What to work on – Copy the rows below from the line with "In the photo below, where" to the line with "point(97, 297)", swapping "gold chain necklace" for "gold rope necklace" and keeping everything else the same. Leave the pictures out.

Data supplied –
┌────────
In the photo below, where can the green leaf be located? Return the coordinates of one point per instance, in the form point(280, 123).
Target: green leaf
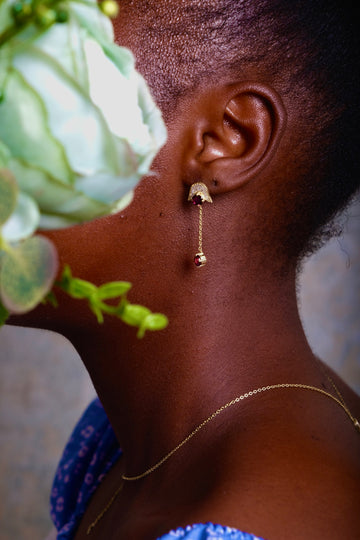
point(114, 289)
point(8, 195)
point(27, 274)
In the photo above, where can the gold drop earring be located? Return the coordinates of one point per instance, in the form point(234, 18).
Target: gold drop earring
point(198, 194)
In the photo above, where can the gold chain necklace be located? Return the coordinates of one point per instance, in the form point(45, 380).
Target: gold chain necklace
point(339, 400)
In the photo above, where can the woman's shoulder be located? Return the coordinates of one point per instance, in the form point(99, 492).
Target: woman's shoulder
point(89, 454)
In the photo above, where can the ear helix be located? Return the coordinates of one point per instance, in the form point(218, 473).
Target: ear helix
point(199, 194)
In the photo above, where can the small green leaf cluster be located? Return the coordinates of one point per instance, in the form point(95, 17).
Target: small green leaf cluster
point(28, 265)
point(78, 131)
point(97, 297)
└────────
┌────────
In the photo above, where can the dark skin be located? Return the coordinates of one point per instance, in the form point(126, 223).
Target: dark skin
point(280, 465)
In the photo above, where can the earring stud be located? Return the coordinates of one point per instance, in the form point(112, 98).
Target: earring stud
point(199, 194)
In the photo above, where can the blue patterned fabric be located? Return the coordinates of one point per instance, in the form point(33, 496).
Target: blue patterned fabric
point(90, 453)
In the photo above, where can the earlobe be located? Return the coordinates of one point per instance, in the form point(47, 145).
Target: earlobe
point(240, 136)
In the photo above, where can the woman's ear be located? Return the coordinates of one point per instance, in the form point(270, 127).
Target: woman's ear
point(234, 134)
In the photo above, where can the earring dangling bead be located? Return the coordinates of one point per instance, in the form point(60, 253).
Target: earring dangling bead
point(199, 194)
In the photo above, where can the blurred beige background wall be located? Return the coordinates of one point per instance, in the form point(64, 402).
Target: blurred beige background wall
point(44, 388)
└────────
Result –
In the photo below, where can the green leaf be located? Return the coordinates of one point per instance, in the form point(280, 123).
Target: green leaf
point(114, 289)
point(8, 195)
point(27, 274)
In the photo above, where can the gold drop earring be located? Return the coordinates of one point per instance, in the form point(234, 18).
Target: gold drop earring
point(198, 194)
In the photo above, where can the gold rope necklace be located? Return the coordinates of one point per instance, in the form point(45, 380).
Target: gold rope necklace
point(339, 400)
In the photo above, where can the woman's shoulder be located? Return the coordinates of one point per instance, in the form point(99, 492).
Target: woman's shoulder
point(89, 454)
In the photo above, where can the ear helix be located? Return the coordinates of one point per instance, in the form point(218, 473).
Target: ear helix
point(199, 194)
In the photo above, where can the small green leaf cluster be located? Return the coordinates of one point per instance, in the form point(95, 17).
Target: small green leaf cluster
point(28, 265)
point(78, 131)
point(97, 297)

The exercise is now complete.